WHAT IS NEEDED: Rewrite the material below with every "masks" changed to "polygons", keeping everything else the same.

MATERIAL FOR THIS EXERCISE:

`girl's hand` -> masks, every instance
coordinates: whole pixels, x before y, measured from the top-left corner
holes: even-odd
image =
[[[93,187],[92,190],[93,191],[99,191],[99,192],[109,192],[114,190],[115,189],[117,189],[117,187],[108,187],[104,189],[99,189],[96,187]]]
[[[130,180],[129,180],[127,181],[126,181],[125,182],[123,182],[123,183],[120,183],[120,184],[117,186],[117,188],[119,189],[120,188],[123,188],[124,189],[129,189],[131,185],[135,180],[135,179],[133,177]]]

REPLY:
`girl's hand` -> polygons, every instance
coordinates: whole pixels, x before y, measured from the top-left corner
holes: even-odd
image =
[[[93,187],[92,190],[93,191],[99,191],[99,192],[109,192],[114,190],[115,189],[117,189],[117,187],[108,187],[104,189],[99,189],[96,187]]]
[[[130,180],[129,180],[127,181],[126,181],[125,182],[123,182],[123,183],[120,183],[120,184],[117,186],[117,188],[119,189],[120,188],[123,188],[124,189],[129,189],[131,185],[135,180],[135,179],[133,177]]]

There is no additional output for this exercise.